[WHAT IS EXPECTED]
Transcribe the records word for word, from the line that contains "Which spot lies innermost in each instance of the brown" through the end of the records.

[RECORDS PROVIDED]
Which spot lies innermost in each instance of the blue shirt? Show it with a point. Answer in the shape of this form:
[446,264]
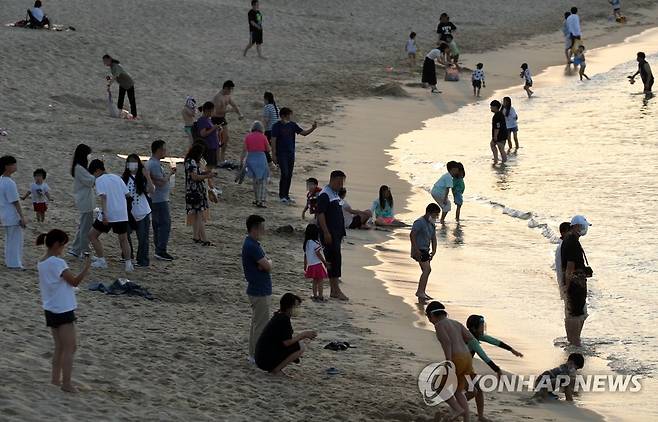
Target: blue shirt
[285,136]
[259,283]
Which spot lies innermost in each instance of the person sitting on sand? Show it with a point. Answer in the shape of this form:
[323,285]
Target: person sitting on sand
[382,209]
[476,325]
[422,236]
[354,219]
[441,189]
[453,337]
[56,283]
[36,17]
[277,347]
[562,376]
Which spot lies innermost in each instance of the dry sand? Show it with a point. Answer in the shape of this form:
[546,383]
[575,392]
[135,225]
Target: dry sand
[183,357]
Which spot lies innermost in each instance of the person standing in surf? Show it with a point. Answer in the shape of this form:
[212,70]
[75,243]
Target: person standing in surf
[644,70]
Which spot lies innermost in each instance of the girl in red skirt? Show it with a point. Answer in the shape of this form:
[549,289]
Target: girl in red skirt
[314,262]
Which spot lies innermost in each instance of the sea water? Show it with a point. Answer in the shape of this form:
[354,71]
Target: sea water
[587,148]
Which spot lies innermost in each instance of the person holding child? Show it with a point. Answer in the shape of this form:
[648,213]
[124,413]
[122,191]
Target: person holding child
[56,283]
[315,265]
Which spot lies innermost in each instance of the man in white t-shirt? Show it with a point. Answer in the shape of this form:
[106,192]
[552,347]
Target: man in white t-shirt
[112,192]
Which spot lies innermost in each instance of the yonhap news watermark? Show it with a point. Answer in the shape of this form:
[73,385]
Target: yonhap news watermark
[438,382]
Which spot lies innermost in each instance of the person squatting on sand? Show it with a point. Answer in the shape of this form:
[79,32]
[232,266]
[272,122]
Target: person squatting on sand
[277,346]
[257,267]
[56,283]
[11,214]
[422,236]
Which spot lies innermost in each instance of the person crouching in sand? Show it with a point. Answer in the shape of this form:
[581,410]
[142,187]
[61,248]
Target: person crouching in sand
[277,347]
[56,283]
[454,338]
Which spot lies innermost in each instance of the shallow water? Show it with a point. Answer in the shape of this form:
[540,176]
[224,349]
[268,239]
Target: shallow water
[587,148]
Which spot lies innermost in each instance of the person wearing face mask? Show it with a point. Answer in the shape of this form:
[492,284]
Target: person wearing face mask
[83,194]
[277,347]
[423,233]
[139,184]
[576,272]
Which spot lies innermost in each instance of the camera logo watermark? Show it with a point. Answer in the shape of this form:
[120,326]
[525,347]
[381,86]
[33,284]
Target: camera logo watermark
[437,382]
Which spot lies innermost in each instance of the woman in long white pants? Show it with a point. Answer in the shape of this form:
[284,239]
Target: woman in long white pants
[11,214]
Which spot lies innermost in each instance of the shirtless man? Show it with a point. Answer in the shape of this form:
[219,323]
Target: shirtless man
[222,101]
[454,338]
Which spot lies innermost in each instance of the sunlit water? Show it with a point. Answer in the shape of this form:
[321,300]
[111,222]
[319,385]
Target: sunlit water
[587,148]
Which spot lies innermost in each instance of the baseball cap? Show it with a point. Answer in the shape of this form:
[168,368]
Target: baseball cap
[580,220]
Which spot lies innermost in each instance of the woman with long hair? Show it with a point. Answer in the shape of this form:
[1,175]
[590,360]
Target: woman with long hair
[382,209]
[254,157]
[11,214]
[138,181]
[84,197]
[196,196]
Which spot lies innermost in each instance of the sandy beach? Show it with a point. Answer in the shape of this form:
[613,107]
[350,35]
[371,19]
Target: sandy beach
[183,355]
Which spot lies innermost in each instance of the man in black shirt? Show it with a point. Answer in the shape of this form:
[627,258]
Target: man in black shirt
[498,132]
[255,28]
[445,27]
[332,229]
[276,347]
[575,279]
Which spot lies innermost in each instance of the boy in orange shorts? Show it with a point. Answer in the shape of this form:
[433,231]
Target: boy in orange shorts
[454,338]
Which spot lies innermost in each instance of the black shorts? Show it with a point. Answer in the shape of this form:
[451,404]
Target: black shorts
[210,155]
[119,227]
[54,320]
[424,256]
[256,37]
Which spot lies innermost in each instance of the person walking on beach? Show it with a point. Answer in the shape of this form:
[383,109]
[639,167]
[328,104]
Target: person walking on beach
[576,273]
[222,101]
[527,79]
[498,132]
[255,18]
[84,198]
[332,226]
[277,347]
[113,194]
[283,150]
[441,189]
[453,337]
[57,283]
[254,158]
[423,235]
[257,267]
[644,70]
[511,122]
[429,69]
[126,84]
[11,214]
[160,211]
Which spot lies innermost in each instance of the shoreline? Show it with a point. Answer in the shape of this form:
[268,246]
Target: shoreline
[399,324]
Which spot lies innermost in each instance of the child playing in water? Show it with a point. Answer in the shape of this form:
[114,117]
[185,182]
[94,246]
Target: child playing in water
[56,283]
[189,116]
[579,60]
[312,192]
[411,49]
[315,265]
[454,338]
[458,188]
[40,193]
[527,76]
[562,376]
[477,79]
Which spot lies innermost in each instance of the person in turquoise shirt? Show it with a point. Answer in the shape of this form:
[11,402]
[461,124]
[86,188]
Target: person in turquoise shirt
[382,209]
[458,188]
[476,325]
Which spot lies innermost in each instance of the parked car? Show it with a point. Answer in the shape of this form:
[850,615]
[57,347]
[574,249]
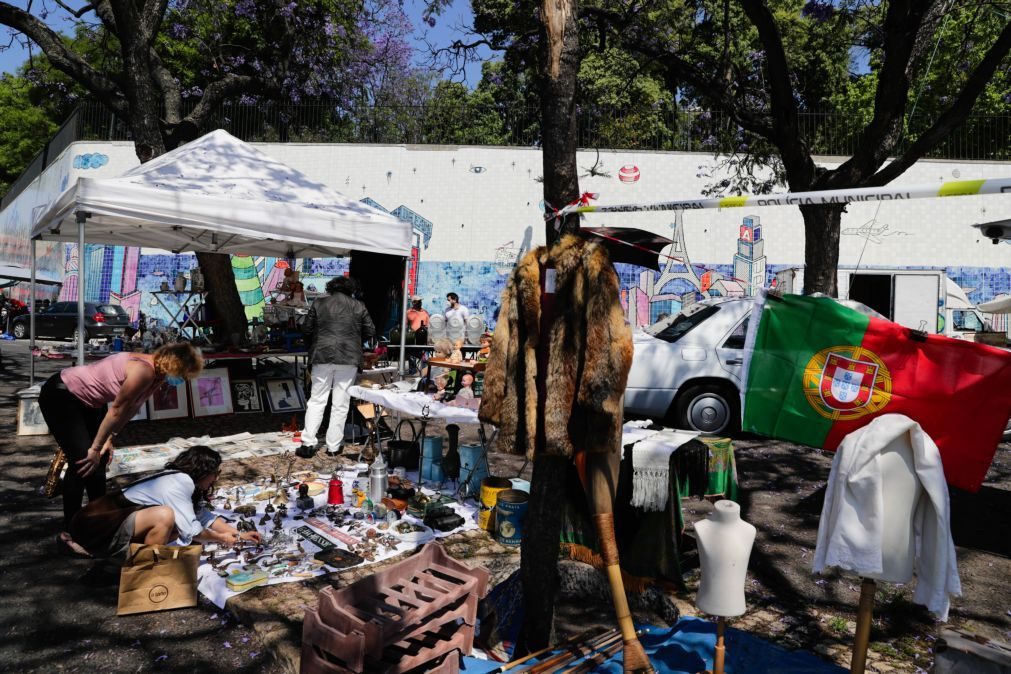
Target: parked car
[60,321]
[686,368]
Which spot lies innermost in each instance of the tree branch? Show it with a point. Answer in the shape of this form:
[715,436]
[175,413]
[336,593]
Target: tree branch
[62,58]
[903,30]
[954,115]
[76,13]
[786,134]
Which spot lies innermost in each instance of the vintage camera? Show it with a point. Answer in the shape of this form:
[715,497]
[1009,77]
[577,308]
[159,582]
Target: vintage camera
[996,231]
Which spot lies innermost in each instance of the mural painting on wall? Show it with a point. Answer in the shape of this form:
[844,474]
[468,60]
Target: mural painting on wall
[647,295]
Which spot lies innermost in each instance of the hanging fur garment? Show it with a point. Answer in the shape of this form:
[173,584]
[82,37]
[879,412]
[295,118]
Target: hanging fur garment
[588,360]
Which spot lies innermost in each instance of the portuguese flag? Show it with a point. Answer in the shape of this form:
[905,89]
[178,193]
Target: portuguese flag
[819,370]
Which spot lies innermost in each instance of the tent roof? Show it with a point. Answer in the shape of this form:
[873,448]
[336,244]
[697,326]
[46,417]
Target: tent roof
[218,194]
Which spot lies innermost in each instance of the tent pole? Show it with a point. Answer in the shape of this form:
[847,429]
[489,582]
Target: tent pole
[31,318]
[82,216]
[403,316]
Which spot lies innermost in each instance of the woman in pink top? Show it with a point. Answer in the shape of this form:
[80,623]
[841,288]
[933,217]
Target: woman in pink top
[74,404]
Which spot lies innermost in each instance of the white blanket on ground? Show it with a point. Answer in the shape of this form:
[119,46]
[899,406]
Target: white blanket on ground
[850,532]
[651,468]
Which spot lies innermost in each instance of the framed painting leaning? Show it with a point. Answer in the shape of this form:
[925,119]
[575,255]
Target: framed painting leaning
[210,392]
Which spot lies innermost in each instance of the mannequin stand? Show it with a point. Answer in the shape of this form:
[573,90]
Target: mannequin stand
[721,649]
[864,613]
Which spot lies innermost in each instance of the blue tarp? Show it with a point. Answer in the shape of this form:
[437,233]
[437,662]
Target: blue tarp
[687,649]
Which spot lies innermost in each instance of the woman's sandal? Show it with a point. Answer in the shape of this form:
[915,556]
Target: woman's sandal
[66,546]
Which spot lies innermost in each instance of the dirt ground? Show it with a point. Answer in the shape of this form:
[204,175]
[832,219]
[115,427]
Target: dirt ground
[52,622]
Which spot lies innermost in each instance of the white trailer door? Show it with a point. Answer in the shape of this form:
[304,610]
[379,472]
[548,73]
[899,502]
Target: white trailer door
[915,300]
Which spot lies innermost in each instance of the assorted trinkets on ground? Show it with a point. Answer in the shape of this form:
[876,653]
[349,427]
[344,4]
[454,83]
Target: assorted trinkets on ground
[312,523]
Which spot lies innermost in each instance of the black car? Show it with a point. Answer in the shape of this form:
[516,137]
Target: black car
[60,321]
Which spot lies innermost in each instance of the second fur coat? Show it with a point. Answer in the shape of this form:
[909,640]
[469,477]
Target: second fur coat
[588,359]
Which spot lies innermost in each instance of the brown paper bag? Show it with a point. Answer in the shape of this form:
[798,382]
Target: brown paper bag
[158,578]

[EXERCISE SOLUTION]
Which spot lies innermost in each instance of the brown paper bag? Show it with a point. Answer in the shape of this form:
[798,382]
Target: brown paper bag
[158,578]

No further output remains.